▶ _GIVEN REQUEST 1_: Rewrite the rows from the line with "Task: pick out one point for each instance of the domed" up to and including the last row, changing "rowboat" to "canoe" and leaving everything else unchanged.

▶ _SELECTED TEXT_:

____

Minnesota Supremes Go Partly With Coleman On Absentee Ballot Suit, With Major Strings Attached
A divided Minnesota Supreme Court has now ruled on Norm Coleman's lawsuit to stop the counting of absentee ballots that are found to have been rejected through clerical errors: The court appears to have mostly ruled for Coleman, but with some very important strings attached.
The court has ruled that counties can't decide on their own to review ballots. Instead, they've ordered the two campaigns and the various local election offices to get together and agree on identifying absentee ballots that were rejected improperly, and then to have them counted. In theory, the Coleman campaign could agree to nothing on any ballots -- getting nothing counted -- but the court threatened sanctions against either party if they act in bad faith. So we'll see how that works out.
What effect does this have on Franken's chances of winning? Not much, in that the current running vote count projecting a Franken win has as one of its basic assumptions that none of these votes would get counted, anyway. But it can be seen as a provisional win for Coleman in the sense that Franken's chances would have gone from likely to near-certain if the court had gone his way.
And one other thing: The court has set up this process of vote-reviewing to end on December 31 -- meaning this race will absolutely not end until at least the first week of 2009, right when Senators are sworn in, as the final paperwork is reviewed on whatever changes happen because of this.
Late Update: The Franken campaign has their own take on the opinion, claiming a big victory in terms of how the court didn't go for Coleman.















So does this mean that after Franken takes the lead tomorrow HIS camp will be against counting the wrongly discarded absentee ballots?
December 18, 2008 7:03 PM | Reply | Permalink
This is CRAZY.
Campaign Diaries explains that the roles could soon be reversed, though. If Franken grabs the lead after all challenged ballots are processed (and this is a very real possibility considering today’s developments), it would be Republicans who would clamor to include the absentee ballots and Democrats who could be in the position of delaying the process.
December 18, 2008 7:16 PM | Reply | Permalink
No... not crazy at all. See below. I think the ruling could play very strongly towards Al. See my post below, and think about:
* Al wants those ballots counted
* the Sec of State wants them counted
* most of the counties want them counted
* the State Canvassing Board wants them counted
and read very carefully:
"Because previously rejected absentee ballots that all agree were rejected improperly should be counted..."

____

▶ _RECORDS_:
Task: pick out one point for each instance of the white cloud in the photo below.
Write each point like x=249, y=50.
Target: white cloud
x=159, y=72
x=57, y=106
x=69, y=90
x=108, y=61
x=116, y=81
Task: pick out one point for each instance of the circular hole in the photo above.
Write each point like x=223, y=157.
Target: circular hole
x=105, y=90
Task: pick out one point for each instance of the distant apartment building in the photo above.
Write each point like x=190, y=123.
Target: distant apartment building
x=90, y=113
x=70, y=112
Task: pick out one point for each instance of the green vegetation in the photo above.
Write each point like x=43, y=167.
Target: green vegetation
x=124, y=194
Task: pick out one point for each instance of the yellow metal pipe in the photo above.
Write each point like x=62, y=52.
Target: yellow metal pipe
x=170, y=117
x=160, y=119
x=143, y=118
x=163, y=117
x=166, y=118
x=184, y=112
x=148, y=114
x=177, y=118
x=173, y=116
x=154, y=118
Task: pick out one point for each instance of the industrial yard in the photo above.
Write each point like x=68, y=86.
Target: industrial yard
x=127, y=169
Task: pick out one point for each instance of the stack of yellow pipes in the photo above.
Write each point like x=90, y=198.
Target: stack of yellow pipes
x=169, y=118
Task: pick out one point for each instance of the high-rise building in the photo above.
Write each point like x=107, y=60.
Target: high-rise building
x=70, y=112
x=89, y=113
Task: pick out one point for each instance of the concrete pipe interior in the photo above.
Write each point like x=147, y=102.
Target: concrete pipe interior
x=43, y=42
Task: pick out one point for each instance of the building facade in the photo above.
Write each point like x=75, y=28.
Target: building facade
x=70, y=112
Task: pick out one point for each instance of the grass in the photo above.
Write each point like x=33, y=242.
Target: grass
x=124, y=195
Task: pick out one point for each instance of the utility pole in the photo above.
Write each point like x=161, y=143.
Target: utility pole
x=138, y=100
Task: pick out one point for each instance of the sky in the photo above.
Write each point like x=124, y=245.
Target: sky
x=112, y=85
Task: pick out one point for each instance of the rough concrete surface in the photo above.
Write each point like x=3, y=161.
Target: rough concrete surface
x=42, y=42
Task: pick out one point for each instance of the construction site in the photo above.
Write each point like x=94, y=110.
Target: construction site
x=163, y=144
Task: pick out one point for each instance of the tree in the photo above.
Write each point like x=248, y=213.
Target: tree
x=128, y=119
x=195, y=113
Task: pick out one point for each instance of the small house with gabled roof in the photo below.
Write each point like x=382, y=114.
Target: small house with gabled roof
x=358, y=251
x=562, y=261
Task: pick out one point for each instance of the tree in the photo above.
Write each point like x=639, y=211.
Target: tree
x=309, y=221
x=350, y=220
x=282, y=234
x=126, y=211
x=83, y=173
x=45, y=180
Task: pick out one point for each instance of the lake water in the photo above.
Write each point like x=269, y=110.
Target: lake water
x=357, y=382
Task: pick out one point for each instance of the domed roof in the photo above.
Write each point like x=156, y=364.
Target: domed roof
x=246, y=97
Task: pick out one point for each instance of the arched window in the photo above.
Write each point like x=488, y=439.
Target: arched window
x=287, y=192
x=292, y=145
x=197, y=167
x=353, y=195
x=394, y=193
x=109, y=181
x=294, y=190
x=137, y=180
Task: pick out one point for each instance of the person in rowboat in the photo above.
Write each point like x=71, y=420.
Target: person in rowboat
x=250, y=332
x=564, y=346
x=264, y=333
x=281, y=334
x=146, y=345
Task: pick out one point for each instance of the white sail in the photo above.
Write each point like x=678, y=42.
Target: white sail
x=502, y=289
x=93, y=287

____

▶ _GIVEN REQUEST 2_: Carry on the piece about the Minnesota Supreme Court ruling on Coleman's absentee ballot suit from where it stops.

▶ _RESULT 1_:
Task: pick out one point for each instance of the domed roof in the photo above.
Write each point like x=156, y=364.
Target: domed roof
x=246, y=97
Task: pick out one point for each instance of the arched window in the photo above.
Write each point like x=488, y=439.
Target: arched window
x=287, y=192
x=292, y=145
x=197, y=167
x=353, y=195
x=394, y=193
x=109, y=181
x=294, y=190
x=137, y=180
Task: pick out one point for each instance of the person in canoe in the photo above.
Write each point like x=71, y=420.
Target: person in canoe
x=250, y=332
x=564, y=346
x=264, y=333
x=281, y=334
x=146, y=345
Task: pick out one point for each instance of the white sail in the photo above.
Write each point like x=678, y=42.
Target: white sail
x=502, y=289
x=93, y=287

▶ _RESULT 2_:
-MN Supreme Court
* The MN Supreme Court *wants them counted*.
So you've got Norm standing on an island with the MN SC _ordering_ him to come up with a process to get them counted.
Paragraph 4 of the rule is a pretty stout order aimed at Norm, his representatives and specifically his lwyers not to screw around here.
He's pretty fucked if he stonewalls on this one. There are lots of happy sentences in that order for the Franken people and the Secretary of State to pull out and throw at Norm if he stonewalls.
Those are going to get counted unless Norm conceeds the race after Al takes the lead on Friday (as we all assume). That really is the only thing that's going to stop him.
So this really isn't a bad ruling. It orders a full counting of this class of rejected ballots, and not the voluntary half ass way it was before. This allows the State Canvassing Board to go to the counties the begged off of the voluntary plan, wave a MN SC Order infront of their face, and tell them to come to the table to come up with a solution on these ballots.
Again - this is a *good* ruling if you read it carefully.
John
December 18, 2008 7:30 PM | Reply | Permalink
To follow-up on myself:
I tend to agree with Justice Anderson's Concurrence & Dissent. His point is the the Court's ruling is flawed in reading the law, but that it attempts to get to the same place where Anderson reads the law: these rejected ballots should be counted.
Anderson pokes at the majority for putting their faith in the politicos to Do The Right Thing when the politicos are clearly more interested in their careers than the right thing.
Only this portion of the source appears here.